Wherever "every" appears in the records below, copy the line that holds it.

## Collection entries
# # # # #
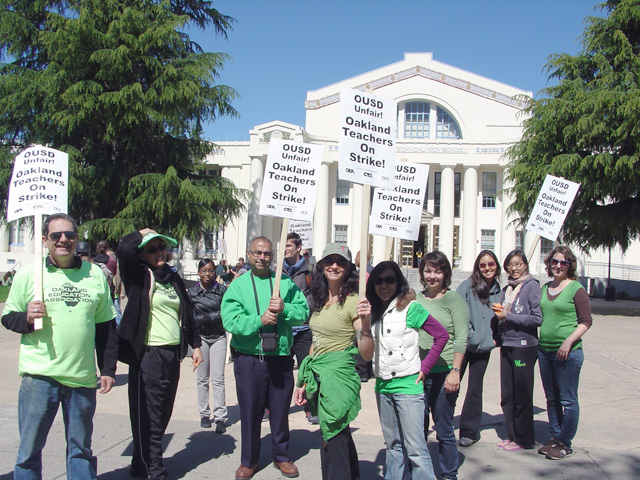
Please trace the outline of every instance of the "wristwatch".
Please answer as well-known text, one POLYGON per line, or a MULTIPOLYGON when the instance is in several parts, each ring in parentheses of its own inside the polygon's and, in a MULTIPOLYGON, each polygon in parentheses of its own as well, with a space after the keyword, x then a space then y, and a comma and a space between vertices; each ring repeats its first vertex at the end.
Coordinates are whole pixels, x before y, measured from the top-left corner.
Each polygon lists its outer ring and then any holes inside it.
POLYGON ((459 368, 452 367, 452 368, 451 368, 451 370, 453 370, 454 372, 458 372, 458 373, 460 373, 460 369, 459 369, 459 368))

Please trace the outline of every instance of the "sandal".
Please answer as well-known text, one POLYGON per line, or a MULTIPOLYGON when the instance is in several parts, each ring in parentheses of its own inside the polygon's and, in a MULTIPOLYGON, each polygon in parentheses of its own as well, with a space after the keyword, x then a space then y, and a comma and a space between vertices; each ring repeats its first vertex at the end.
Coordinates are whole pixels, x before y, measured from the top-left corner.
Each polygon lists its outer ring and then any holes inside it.
POLYGON ((503 445, 499 445, 498 447, 504 450, 505 452, 519 452, 524 448, 522 445, 518 445, 516 442, 511 442, 511 441, 503 445))
POLYGON ((500 440, 497 445, 499 447, 502 447, 503 445, 507 445, 508 443, 511 443, 511 440, 507 438, 506 440, 500 440))

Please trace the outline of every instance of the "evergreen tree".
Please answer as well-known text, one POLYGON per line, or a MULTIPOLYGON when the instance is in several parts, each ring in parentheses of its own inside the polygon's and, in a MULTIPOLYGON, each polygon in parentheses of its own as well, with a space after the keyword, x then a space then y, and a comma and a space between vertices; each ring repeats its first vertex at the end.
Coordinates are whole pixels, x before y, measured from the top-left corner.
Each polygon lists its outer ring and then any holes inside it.
POLYGON ((562 240, 626 250, 640 233, 640 0, 599 8, 607 16, 586 19, 583 50, 550 57, 557 84, 531 102, 508 178, 525 222, 547 174, 581 183, 562 240))
POLYGON ((187 33, 226 38, 233 19, 196 0, 0 5, 1 198, 16 151, 44 144, 69 153, 69 213, 96 234, 195 239, 239 213, 242 191, 198 175, 213 148, 202 123, 236 114, 236 92, 215 83, 227 56, 187 33), (163 204, 176 200, 184 218, 163 204))

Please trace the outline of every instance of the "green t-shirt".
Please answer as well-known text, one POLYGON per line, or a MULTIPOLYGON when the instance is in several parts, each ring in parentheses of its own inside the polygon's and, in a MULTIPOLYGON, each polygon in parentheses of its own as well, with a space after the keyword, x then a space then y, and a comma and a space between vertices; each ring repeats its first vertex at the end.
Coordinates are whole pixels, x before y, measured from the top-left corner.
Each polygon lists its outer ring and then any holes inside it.
MULTIPOLYGON (((407 311, 406 324, 408 328, 420 329, 427 320, 429 312, 427 312, 419 303, 412 303, 407 311)), ((377 345, 377 343, 376 343, 377 345)), ((422 383, 416 383, 418 374, 408 375, 406 377, 393 377, 389 380, 383 380, 376 377, 376 392, 379 393, 401 393, 403 395, 420 395, 424 390, 422 383)))
POLYGON ((180 298, 170 283, 155 283, 149 309, 147 342, 151 347, 180 345, 180 298))
MULTIPOLYGON (((469 306, 464 298, 453 290, 447 290, 445 294, 437 300, 418 294, 416 298, 429 313, 440 322, 449 333, 449 340, 431 369, 431 373, 446 372, 453 364, 453 354, 464 354, 467 350, 467 338, 469 336, 469 306)), ((427 332, 420 330, 420 358, 424 358, 429 353, 433 345, 433 337, 427 332)))
POLYGON ((342 351, 353 344, 353 322, 358 317, 358 295, 349 295, 343 305, 334 303, 313 312, 309 327, 313 338, 313 356, 342 351))
MULTIPOLYGON (((15 276, 4 314, 26 312, 33 300, 34 264, 15 276)), ((43 267, 42 329, 22 334, 20 375, 50 377, 68 387, 96 388, 96 324, 116 317, 109 285, 97 265, 80 268, 43 267)))
MULTIPOLYGON (((542 310, 542 325, 538 344, 540 350, 545 352, 557 351, 564 342, 578 327, 578 313, 574 300, 578 290, 584 288, 577 280, 572 280, 554 298, 549 300, 547 290, 549 284, 542 287, 542 299, 540 309, 542 310)), ((571 350, 582 348, 582 339, 578 340, 571 350)))

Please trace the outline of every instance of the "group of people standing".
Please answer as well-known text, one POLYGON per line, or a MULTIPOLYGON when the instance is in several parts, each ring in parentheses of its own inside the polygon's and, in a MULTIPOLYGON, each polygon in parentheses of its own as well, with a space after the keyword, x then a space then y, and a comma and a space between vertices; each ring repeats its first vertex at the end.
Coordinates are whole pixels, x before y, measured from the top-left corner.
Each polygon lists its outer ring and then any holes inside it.
POLYGON ((16 479, 41 475, 42 448, 60 403, 68 478, 96 478, 91 452, 94 345, 102 393, 114 384, 116 359, 129 365, 134 446, 129 473, 166 478, 162 437, 175 401, 180 362, 188 351, 197 370, 201 426, 209 428, 213 421, 216 432, 226 430, 227 333, 232 334, 241 421, 237 480, 252 478, 259 468, 260 429, 267 409, 273 465, 285 477, 299 476, 289 454, 292 396, 304 406, 309 422, 319 423, 322 478, 360 478, 349 426, 361 409, 357 355, 373 362, 387 447, 385 478, 435 478, 427 449, 430 419, 442 476, 457 478, 458 445, 470 447, 480 439, 483 378, 495 347, 500 347, 501 405, 507 424, 507 438, 498 446, 517 451, 535 445, 533 375, 539 359, 551 435, 539 452, 552 459, 572 452, 581 337, 591 325, 591 314, 586 292, 575 280, 576 259, 566 247, 556 247, 547 257, 552 281, 542 289, 519 250, 505 259, 508 285, 501 289, 499 261, 485 250, 471 277, 452 291, 451 264, 435 251, 424 255, 419 265, 422 291, 409 288, 395 262, 383 261, 370 272, 366 296, 359 298, 357 269, 342 244, 328 244, 310 270, 300 255, 299 237, 290 235, 286 275, 277 282, 271 269, 273 245, 257 237, 247 249, 246 274, 225 286, 216 280, 213 262, 205 259, 198 265, 199 282, 187 290, 167 264, 167 250, 177 242, 145 228, 124 237, 117 249, 128 304, 116 330, 106 279, 99 268, 73 256, 77 240, 71 217, 50 216, 43 231, 49 249, 45 301, 34 300, 32 272, 24 269, 16 275, 3 312, 3 325, 22 334, 16 479), (71 290, 82 284, 91 295, 77 294, 79 301, 69 302, 71 293, 59 294, 66 284, 71 290), (40 330, 34 330, 37 319, 43 319, 40 330), (82 330, 73 330, 77 323, 82 330), (47 353, 51 344, 58 349, 55 358, 47 353), (78 345, 83 347, 78 350, 78 345), (292 353, 299 367, 297 381, 292 353), (467 370, 469 388, 456 442, 454 410, 467 370))

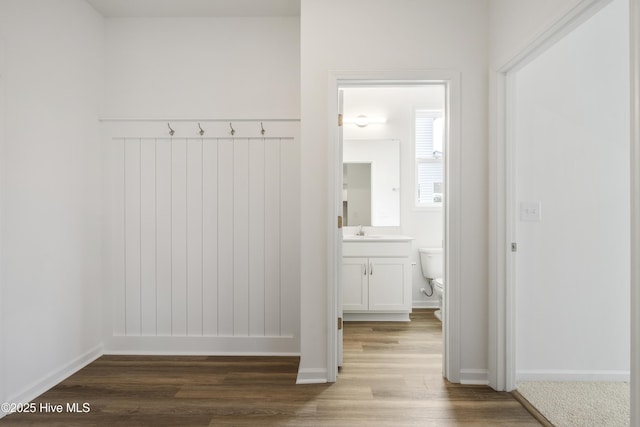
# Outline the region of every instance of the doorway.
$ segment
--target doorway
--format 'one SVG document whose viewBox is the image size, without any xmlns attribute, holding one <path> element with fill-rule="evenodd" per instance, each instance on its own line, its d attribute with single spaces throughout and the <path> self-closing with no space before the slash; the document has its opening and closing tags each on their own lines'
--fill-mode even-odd
<svg viewBox="0 0 640 427">
<path fill-rule="evenodd" d="M 422 234 L 428 235 L 424 237 L 418 245 L 420 246 L 438 246 L 444 248 L 444 276 L 447 283 L 447 297 L 444 300 L 444 312 L 446 313 L 443 322 L 443 375 L 445 378 L 453 382 L 459 381 L 459 324 L 457 321 L 457 313 L 459 312 L 459 298 L 458 298 L 458 277 L 459 277 L 459 245 L 458 236 L 459 228 L 459 151 L 458 151 L 458 138 L 459 138 L 459 103 L 458 103 L 458 82 L 459 76 L 457 73 L 449 72 L 415 72 L 415 73 L 340 73 L 332 75 L 330 85 L 330 97 L 335 99 L 335 115 L 330 114 L 330 117 L 337 117 L 338 112 L 342 110 L 343 100 L 341 95 L 345 95 L 344 101 L 347 106 L 351 105 L 351 99 L 359 99 L 358 102 L 353 102 L 353 105 L 359 105 L 355 110 L 347 111 L 345 108 L 344 124 L 342 129 L 336 126 L 336 122 L 330 123 L 332 141 L 330 145 L 330 167 L 333 170 L 333 174 L 330 175 L 333 180 L 330 183 L 331 193 L 333 195 L 334 211 L 331 212 L 332 222 L 335 221 L 336 216 L 343 217 L 343 209 L 345 207 L 345 197 L 343 188 L 343 173 L 344 163 L 368 163 L 367 159 L 349 159 L 344 160 L 343 151 L 345 143 L 348 144 L 353 141 L 357 144 L 367 142 L 369 144 L 376 144 L 382 141 L 398 141 L 400 155 L 399 158 L 399 170 L 404 169 L 404 173 L 399 172 L 401 177 L 399 178 L 399 184 L 397 186 L 390 186 L 387 188 L 389 194 L 375 194 L 375 191 L 371 195 L 372 215 L 371 224 L 355 224 L 353 214 L 347 212 L 348 222 L 345 224 L 347 229 L 349 227 L 363 226 L 366 231 L 373 232 L 375 234 L 410 234 L 410 223 L 416 222 L 418 224 L 418 230 Z M 442 96 L 440 104 L 430 104 L 429 97 L 423 97 L 420 100 L 419 93 L 424 92 L 438 92 L 440 91 Z M 391 126 L 390 117 L 388 111 L 384 111 L 384 103 L 368 103 L 363 101 L 367 96 L 372 93 L 378 95 L 386 92 L 386 95 L 392 98 L 401 97 L 399 95 L 402 92 L 418 93 L 418 101 L 410 102 L 406 105 L 406 118 L 400 119 L 403 122 L 405 128 L 402 136 L 394 134 L 393 126 Z M 414 94 L 415 95 L 415 94 Z M 351 99 L 349 97 L 352 97 Z M 435 98 L 433 98 L 435 99 Z M 433 101 L 433 99 L 431 101 Z M 435 102 L 435 101 L 433 101 Z M 364 111 L 363 106 L 368 105 L 368 110 Z M 362 108 L 362 110 L 358 110 Z M 440 150 L 435 150 L 431 146 L 431 163 L 440 162 L 442 170 L 442 178 L 431 179 L 429 182 L 425 169 L 436 169 L 433 164 L 427 165 L 427 168 L 420 168 L 420 165 L 415 158 L 415 118 L 416 112 L 430 111 L 432 113 L 440 112 L 443 118 L 443 146 L 437 147 Z M 437 114 L 436 114 L 437 115 Z M 362 117 L 366 116 L 366 117 Z M 435 118 L 435 116 L 433 117 Z M 366 121 L 370 120 L 371 121 Z M 398 119 L 397 117 L 395 119 Z M 389 121 L 388 121 L 389 120 Z M 365 124 L 366 123 L 366 124 Z M 441 151 L 434 153 L 434 151 Z M 445 154 L 446 153 L 446 154 Z M 444 154 L 444 155 L 443 155 Z M 442 156 L 438 158 L 438 156 Z M 355 161 L 352 161 L 355 160 Z M 386 169 L 386 168 L 385 168 Z M 372 172 L 373 173 L 373 172 Z M 420 175 L 420 176 L 419 176 Z M 432 174 L 433 175 L 433 174 Z M 404 178 L 402 178 L 404 177 Z M 420 178 L 423 178 L 423 185 L 419 187 L 417 184 Z M 375 178 L 372 177 L 372 181 Z M 445 185 L 446 184 L 446 185 Z M 375 184 L 374 184 L 375 185 Z M 428 189 L 428 191 L 427 191 Z M 348 192 L 348 189 L 347 189 Z M 376 200 L 384 199 L 385 208 L 389 208 L 394 199 L 397 199 L 397 209 L 387 209 L 384 214 L 378 212 L 376 214 L 374 205 Z M 386 197 L 386 199 L 385 199 Z M 420 198 L 421 197 L 421 198 Z M 423 205 L 419 206 L 419 201 L 422 200 Z M 347 196 L 348 201 L 348 196 Z M 433 230 L 429 230 L 425 224 L 420 224 L 420 215 L 426 215 L 438 218 L 440 231 L 434 233 Z M 414 218 L 415 217 L 415 218 Z M 377 219 L 376 219 L 377 218 Z M 416 219 L 418 218 L 418 219 Z M 354 222 L 353 224 L 351 222 Z M 337 379 L 338 366 L 341 363 L 341 333 L 338 330 L 338 321 L 333 319 L 342 318 L 342 238 L 343 229 L 337 228 L 337 231 L 331 232 L 330 236 L 330 260 L 333 267 L 331 277 L 333 278 L 334 286 L 329 289 L 329 319 L 330 319 L 330 334 L 329 334 L 329 379 L 335 381 Z M 349 230 L 350 232 L 352 230 Z M 431 239 L 429 241 L 429 239 Z M 426 240 L 426 241 L 425 241 Z M 415 258 L 413 258 L 414 267 L 412 276 L 422 276 L 419 258 L 417 255 L 417 248 L 419 246 L 413 245 L 415 252 Z M 412 280 L 413 281 L 413 280 Z M 415 295 L 420 292 L 421 287 L 424 285 L 414 285 L 412 294 Z M 412 295 L 412 296 L 413 296 Z M 419 295 L 418 295 L 419 298 Z M 341 320 L 340 320 L 341 322 Z M 335 326 L 335 329 L 334 329 Z"/>
<path fill-rule="evenodd" d="M 532 381 L 629 381 L 627 6 L 576 9 L 498 80 L 507 201 L 500 213 L 506 242 L 517 244 L 503 258 L 506 317 L 498 322 L 507 390 Z M 607 109 L 596 113 L 600 105 Z"/>
<path fill-rule="evenodd" d="M 512 255 L 505 256 L 506 266 L 508 267 L 506 275 L 507 291 L 510 293 L 509 298 L 506 300 L 508 305 L 507 323 L 509 325 L 515 324 L 516 328 L 523 326 L 522 319 L 520 319 L 521 324 L 518 325 L 517 316 L 519 314 L 517 313 L 516 298 L 522 298 L 525 295 L 523 290 L 516 289 L 516 282 L 518 280 L 523 282 L 524 278 L 521 276 L 526 273 L 526 268 L 530 268 L 525 265 L 525 262 L 541 262 L 533 257 L 536 255 L 535 253 L 532 254 L 526 251 L 537 251 L 538 254 L 536 256 L 538 258 L 540 256 L 548 256 L 548 254 L 544 253 L 543 248 L 533 246 L 542 243 L 542 232 L 545 231 L 542 230 L 543 228 L 560 225 L 563 229 L 562 234 L 551 232 L 549 236 L 549 239 L 553 237 L 555 242 L 553 244 L 553 254 L 562 262 L 556 262 L 559 266 L 554 266 L 553 268 L 556 270 L 553 272 L 549 270 L 552 260 L 547 260 L 548 262 L 544 264 L 546 265 L 545 274 L 550 274 L 555 280 L 555 277 L 560 276 L 561 271 L 564 271 L 565 273 L 563 274 L 566 275 L 568 266 L 571 266 L 574 270 L 584 271 L 586 270 L 584 268 L 585 265 L 589 265 L 596 260 L 598 265 L 602 264 L 601 257 L 595 255 L 595 248 L 591 249 L 591 253 L 587 257 L 584 252 L 588 251 L 589 248 L 585 245 L 575 246 L 579 241 L 579 236 L 573 235 L 572 237 L 575 237 L 575 239 L 572 239 L 568 234 L 573 232 L 574 227 L 580 226 L 580 228 L 584 229 L 587 226 L 584 222 L 590 221 L 589 226 L 593 227 L 593 231 L 596 233 L 606 231 L 607 227 L 604 227 L 606 224 L 613 222 L 618 227 L 629 222 L 629 200 L 625 194 L 628 193 L 625 192 L 625 186 L 628 187 L 629 181 L 627 179 L 629 173 L 628 162 L 626 161 L 628 153 L 624 152 L 625 149 L 628 150 L 629 138 L 629 126 L 624 123 L 625 120 L 628 122 L 628 100 L 624 98 L 628 97 L 629 93 L 628 76 L 627 78 L 624 75 L 616 78 L 603 77 L 604 75 L 621 71 L 626 73 L 628 67 L 620 65 L 620 61 L 625 60 L 624 52 L 626 50 L 624 49 L 624 42 L 622 44 L 614 43 L 608 48 L 605 47 L 606 40 L 603 39 L 602 34 L 607 33 L 610 38 L 612 37 L 610 31 L 603 32 L 602 28 L 592 28 L 593 25 L 602 26 L 603 23 L 598 23 L 594 20 L 589 21 L 596 14 L 604 12 L 601 12 L 600 9 L 609 3 L 611 2 L 600 1 L 587 10 L 576 11 L 576 16 L 573 17 L 571 25 L 559 23 L 549 36 L 550 38 L 545 40 L 541 46 L 523 53 L 504 69 L 502 84 L 505 85 L 505 104 L 509 108 L 503 111 L 507 132 L 506 144 L 502 152 L 505 154 L 507 161 L 507 167 L 505 168 L 507 173 L 505 196 L 508 200 L 506 241 L 517 243 L 517 247 L 514 248 L 517 252 L 514 251 Z M 622 27 L 620 25 L 619 27 L 618 30 L 621 30 Z M 585 32 L 585 30 L 587 31 Z M 593 37 L 599 40 L 597 46 L 586 43 Z M 622 39 L 624 40 L 624 35 Z M 607 60 L 603 60 L 593 53 L 594 49 L 603 47 L 603 52 L 609 55 Z M 612 50 L 613 47 L 615 47 L 615 52 Z M 575 61 L 575 63 L 568 62 L 570 60 L 566 52 L 567 49 L 572 50 L 570 60 Z M 585 49 L 589 51 L 589 54 L 584 54 Z M 622 56 L 620 53 L 623 53 Z M 595 67 L 584 64 L 584 61 L 589 61 L 591 58 L 598 58 L 597 62 L 606 64 L 601 70 L 603 72 L 596 73 Z M 611 62 L 615 62 L 617 65 L 614 66 Z M 580 79 L 572 79 L 568 75 L 574 69 L 581 70 L 579 72 Z M 592 75 L 592 72 L 596 74 Z M 550 78 L 551 76 L 553 77 Z M 566 81 L 572 81 L 572 85 L 565 86 L 562 89 L 563 92 L 560 92 L 560 89 L 554 86 L 557 82 Z M 613 83 L 615 85 L 612 85 Z M 602 85 L 606 85 L 606 87 L 599 89 Z M 627 86 L 620 87 L 620 85 Z M 582 102 L 581 97 L 586 94 L 585 89 L 587 88 L 589 101 Z M 555 96 L 561 97 L 562 103 L 555 102 Z M 616 97 L 617 99 L 615 99 Z M 602 104 L 608 105 L 606 114 L 594 114 L 593 105 Z M 527 126 L 529 129 L 526 129 Z M 599 134 L 602 133 L 605 133 L 606 137 L 599 137 Z M 577 141 L 580 144 L 574 145 Z M 617 144 L 616 141 L 621 143 L 618 146 L 610 144 L 614 142 Z M 547 144 L 550 145 L 547 146 Z M 598 144 L 600 145 L 598 146 Z M 608 152 L 609 150 L 614 150 L 613 154 L 617 163 L 610 164 L 613 161 L 610 155 L 602 156 L 602 160 L 600 159 L 599 153 L 601 151 Z M 544 155 L 545 152 L 550 156 Z M 570 159 L 570 162 L 558 162 L 563 157 Z M 544 158 L 543 162 L 541 162 L 541 158 Z M 537 166 L 543 166 L 543 174 L 538 173 L 536 175 L 536 164 Z M 589 167 L 589 165 L 592 167 Z M 539 171 L 540 169 L 538 168 Z M 615 173 L 613 173 L 614 171 Z M 602 175 L 602 179 L 599 178 L 599 174 Z M 612 180 L 614 181 L 611 182 Z M 589 187 L 589 184 L 593 185 Z M 610 200 L 612 196 L 615 196 L 615 202 Z M 572 211 L 574 208 L 584 208 L 592 202 L 598 206 L 606 206 L 605 215 L 600 215 L 593 209 L 584 211 L 578 209 L 577 216 L 576 212 Z M 615 220 L 610 219 L 604 223 L 601 222 L 611 212 L 622 213 L 623 216 L 627 216 L 627 219 L 618 218 Z M 598 225 L 600 226 L 598 227 Z M 535 242 L 531 240 L 533 228 L 538 228 L 536 233 L 537 241 Z M 589 233 L 590 239 L 595 235 L 594 233 Z M 555 237 L 553 236 L 554 234 L 556 235 Z M 624 242 L 624 239 L 628 239 L 629 236 L 628 230 L 624 229 L 621 231 L 616 229 L 614 234 L 622 240 L 619 240 L 615 245 L 605 245 L 608 247 L 608 253 L 611 253 L 612 247 L 625 246 L 624 243 L 621 245 L 620 241 Z M 606 235 L 607 239 L 610 239 L 612 233 L 606 233 Z M 563 239 L 567 240 L 563 241 Z M 599 240 L 602 239 L 598 237 L 593 241 Z M 547 244 L 547 252 L 551 247 L 550 242 L 551 240 L 545 242 Z M 592 245 L 592 243 L 589 243 L 589 245 Z M 561 256 L 558 257 L 558 254 Z M 570 254 L 570 256 L 567 257 L 567 254 Z M 601 255 L 604 256 L 605 254 Z M 531 258 L 527 258 L 529 256 Z M 609 260 L 608 262 L 614 263 L 620 260 L 624 261 L 626 258 L 628 263 L 628 256 L 627 250 L 616 260 L 609 257 L 607 259 Z M 579 268 L 574 268 L 573 266 L 575 265 L 578 265 Z M 626 274 L 628 274 L 628 270 L 624 265 L 616 265 L 611 268 L 612 272 L 626 271 Z M 601 273 L 599 272 L 598 274 Z M 609 274 L 605 274 L 605 276 L 607 278 L 610 277 Z M 588 283 L 592 283 L 592 279 L 597 281 L 596 277 L 588 278 Z M 628 279 L 624 279 L 624 281 L 628 282 Z M 582 283 L 587 284 L 587 282 Z M 544 286 L 550 284 L 550 281 L 547 280 Z M 589 286 L 591 287 L 592 285 Z M 593 286 L 597 285 L 594 284 Z M 585 286 L 582 286 L 581 289 L 583 291 L 588 290 Z M 553 288 L 554 297 L 558 295 L 558 292 L 563 293 L 565 290 L 566 288 L 564 290 L 563 288 Z M 520 295 L 517 295 L 518 292 Z M 548 292 L 540 288 L 539 293 Z M 580 298 L 583 297 L 580 295 L 582 293 L 595 295 L 591 291 L 579 292 L 578 296 Z M 555 304 L 555 301 L 549 302 Z M 607 301 L 607 304 L 610 302 Z M 533 303 L 531 300 L 527 301 L 529 306 L 533 306 Z M 523 305 L 520 304 L 520 306 L 522 307 Z M 545 307 L 546 310 L 550 309 L 549 304 L 545 304 Z M 563 310 L 567 309 L 568 307 L 565 305 Z M 611 310 L 608 311 L 610 312 Z M 533 370 L 524 368 L 523 366 L 525 365 L 522 365 L 522 360 L 516 360 L 518 359 L 516 357 L 516 337 L 520 336 L 520 334 L 516 334 L 516 328 L 512 328 L 507 335 L 508 341 L 510 341 L 507 346 L 507 358 L 510 359 L 506 375 L 507 390 L 511 390 L 515 386 L 516 377 L 518 376 L 516 373 L 517 365 L 519 365 L 519 369 L 522 372 L 527 369 Z M 584 328 L 584 326 L 580 325 L 579 328 Z M 623 353 L 626 353 L 626 351 L 623 351 Z M 600 361 L 602 358 L 598 357 L 597 359 Z M 519 377 L 524 378 L 526 375 L 528 374 L 525 372 L 524 375 L 519 375 Z"/>
</svg>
# # # # #
## Exercise answer
Please trace the outline of every instance of the "wristwatch".
Please trace the outline of every instance of the "sandal".
Please trace the outline of every instance of the "evergreen tree".
Please trace the outline of every instance of the "green t-shirt".
Please trace the outline of every instance of the "group of people standing".
# Outline the region of every instance of the doorway.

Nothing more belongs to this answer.